▶ **Data listing**:
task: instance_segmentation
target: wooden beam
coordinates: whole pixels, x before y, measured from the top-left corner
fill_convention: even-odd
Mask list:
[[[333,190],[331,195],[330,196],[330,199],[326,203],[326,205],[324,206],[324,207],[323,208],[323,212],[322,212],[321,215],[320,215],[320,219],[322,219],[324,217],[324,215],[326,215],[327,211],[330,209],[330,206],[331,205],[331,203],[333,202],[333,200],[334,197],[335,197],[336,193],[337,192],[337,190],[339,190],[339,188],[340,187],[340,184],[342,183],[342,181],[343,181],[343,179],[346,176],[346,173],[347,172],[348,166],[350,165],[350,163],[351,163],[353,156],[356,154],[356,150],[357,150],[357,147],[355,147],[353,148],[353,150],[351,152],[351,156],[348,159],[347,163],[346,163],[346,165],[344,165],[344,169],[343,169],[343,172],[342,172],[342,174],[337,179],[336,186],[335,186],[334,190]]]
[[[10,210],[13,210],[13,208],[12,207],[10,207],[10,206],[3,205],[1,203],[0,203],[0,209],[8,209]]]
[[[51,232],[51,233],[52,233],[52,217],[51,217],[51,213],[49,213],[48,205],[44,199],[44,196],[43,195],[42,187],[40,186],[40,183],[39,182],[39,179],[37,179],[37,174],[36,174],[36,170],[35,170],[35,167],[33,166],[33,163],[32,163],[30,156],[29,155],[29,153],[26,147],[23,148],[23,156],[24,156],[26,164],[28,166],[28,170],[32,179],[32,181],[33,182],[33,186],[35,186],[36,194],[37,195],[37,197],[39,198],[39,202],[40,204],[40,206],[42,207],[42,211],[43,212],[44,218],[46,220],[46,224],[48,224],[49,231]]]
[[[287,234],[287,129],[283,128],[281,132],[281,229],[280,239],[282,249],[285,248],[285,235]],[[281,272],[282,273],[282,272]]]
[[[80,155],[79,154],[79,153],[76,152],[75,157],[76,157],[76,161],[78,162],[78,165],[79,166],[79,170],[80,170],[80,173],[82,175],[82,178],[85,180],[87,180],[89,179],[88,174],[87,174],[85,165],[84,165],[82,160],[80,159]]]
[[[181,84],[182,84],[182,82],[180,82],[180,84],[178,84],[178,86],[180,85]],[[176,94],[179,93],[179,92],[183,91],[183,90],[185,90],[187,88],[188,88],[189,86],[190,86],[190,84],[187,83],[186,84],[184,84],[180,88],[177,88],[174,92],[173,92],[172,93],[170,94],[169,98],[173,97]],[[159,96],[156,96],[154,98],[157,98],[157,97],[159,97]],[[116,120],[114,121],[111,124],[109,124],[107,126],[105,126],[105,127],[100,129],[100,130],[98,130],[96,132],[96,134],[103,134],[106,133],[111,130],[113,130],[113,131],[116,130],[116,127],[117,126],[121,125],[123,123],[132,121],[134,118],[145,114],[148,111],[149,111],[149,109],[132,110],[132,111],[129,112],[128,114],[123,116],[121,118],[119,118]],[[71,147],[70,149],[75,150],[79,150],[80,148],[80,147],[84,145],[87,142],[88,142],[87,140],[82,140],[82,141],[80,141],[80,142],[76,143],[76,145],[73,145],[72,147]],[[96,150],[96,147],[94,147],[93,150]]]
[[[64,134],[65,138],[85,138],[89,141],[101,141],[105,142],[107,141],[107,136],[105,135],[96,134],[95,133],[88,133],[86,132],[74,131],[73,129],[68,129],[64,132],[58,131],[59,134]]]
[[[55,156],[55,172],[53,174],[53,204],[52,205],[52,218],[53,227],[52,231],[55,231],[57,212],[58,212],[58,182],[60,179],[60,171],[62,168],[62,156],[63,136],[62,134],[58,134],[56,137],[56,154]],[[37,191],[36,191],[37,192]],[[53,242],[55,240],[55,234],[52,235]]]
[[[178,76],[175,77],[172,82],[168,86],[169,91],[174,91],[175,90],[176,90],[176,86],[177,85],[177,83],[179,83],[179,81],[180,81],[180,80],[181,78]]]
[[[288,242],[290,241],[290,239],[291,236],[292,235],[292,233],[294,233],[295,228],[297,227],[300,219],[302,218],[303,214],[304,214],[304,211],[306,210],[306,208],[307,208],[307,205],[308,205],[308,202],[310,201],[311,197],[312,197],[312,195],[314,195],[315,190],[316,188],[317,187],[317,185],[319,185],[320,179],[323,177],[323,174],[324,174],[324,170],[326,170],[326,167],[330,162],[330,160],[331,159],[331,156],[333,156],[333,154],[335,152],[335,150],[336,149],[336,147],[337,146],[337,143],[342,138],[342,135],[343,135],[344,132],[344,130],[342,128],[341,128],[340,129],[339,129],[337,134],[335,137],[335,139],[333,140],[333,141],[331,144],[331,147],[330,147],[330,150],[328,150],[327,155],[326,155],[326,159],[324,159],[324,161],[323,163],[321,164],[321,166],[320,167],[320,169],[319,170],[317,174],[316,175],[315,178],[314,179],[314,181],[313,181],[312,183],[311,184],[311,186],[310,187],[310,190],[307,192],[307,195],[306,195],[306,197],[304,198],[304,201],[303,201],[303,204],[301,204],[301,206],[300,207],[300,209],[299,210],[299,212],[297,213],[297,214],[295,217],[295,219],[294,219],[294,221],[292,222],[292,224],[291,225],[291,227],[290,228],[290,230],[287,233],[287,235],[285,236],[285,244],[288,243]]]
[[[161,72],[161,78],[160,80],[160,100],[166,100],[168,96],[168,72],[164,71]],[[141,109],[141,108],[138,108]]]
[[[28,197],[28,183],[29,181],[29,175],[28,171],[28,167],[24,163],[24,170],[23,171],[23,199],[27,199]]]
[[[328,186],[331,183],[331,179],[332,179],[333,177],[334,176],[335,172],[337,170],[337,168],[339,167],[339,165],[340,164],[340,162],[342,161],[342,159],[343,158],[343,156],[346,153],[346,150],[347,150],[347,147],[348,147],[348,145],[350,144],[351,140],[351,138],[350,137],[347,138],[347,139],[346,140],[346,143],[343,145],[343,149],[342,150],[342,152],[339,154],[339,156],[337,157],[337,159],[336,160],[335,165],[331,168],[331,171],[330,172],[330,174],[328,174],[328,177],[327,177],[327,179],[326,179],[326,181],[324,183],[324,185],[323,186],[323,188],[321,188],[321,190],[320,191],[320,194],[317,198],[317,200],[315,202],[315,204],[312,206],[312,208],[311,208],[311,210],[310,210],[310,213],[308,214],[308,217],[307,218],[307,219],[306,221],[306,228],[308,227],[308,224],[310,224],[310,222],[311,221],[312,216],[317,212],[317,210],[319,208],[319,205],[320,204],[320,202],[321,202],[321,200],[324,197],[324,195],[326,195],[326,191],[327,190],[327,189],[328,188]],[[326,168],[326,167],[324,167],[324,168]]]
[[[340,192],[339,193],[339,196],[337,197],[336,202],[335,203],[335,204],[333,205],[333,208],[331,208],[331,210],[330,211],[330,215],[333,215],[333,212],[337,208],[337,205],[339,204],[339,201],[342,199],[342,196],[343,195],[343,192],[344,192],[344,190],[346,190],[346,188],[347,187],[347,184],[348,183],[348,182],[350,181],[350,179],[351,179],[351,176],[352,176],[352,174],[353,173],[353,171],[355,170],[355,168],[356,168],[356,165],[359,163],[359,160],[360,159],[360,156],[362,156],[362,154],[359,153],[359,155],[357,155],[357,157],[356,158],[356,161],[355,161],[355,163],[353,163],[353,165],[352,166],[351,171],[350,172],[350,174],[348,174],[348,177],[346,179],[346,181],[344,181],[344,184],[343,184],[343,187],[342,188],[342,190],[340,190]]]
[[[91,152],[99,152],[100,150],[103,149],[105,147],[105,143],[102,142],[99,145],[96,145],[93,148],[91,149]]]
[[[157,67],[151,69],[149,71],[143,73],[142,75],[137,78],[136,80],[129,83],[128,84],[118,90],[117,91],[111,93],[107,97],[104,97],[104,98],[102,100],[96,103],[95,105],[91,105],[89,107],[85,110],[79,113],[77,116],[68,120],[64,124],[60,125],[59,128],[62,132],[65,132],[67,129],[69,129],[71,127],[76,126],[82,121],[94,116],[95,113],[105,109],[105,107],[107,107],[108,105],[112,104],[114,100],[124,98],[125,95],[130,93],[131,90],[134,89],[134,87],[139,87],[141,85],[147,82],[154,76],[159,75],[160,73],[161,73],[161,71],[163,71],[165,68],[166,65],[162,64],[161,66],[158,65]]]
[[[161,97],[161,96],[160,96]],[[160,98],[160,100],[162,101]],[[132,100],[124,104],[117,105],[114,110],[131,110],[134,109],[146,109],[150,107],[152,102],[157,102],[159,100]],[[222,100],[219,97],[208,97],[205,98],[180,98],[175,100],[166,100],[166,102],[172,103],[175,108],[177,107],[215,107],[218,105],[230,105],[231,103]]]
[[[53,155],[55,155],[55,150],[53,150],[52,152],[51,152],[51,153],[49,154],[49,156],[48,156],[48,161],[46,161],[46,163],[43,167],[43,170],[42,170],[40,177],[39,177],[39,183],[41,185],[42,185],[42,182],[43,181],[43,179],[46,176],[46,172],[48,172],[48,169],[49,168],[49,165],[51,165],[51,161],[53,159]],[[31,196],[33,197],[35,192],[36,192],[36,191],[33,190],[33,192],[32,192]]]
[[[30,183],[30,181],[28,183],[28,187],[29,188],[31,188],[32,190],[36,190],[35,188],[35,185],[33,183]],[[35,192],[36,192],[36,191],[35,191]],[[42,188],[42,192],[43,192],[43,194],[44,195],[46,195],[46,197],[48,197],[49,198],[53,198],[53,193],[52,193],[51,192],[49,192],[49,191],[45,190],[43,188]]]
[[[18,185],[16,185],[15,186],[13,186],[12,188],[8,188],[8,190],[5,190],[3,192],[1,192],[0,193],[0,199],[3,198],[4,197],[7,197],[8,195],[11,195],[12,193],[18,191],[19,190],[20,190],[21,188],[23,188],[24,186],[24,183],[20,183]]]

▶ **Work to complete**:
List every line in the records above that contains the word "from", copying each such line in full.

▶ **In response**:
coordinates: whole pixels, x before y, measured from the top-left corner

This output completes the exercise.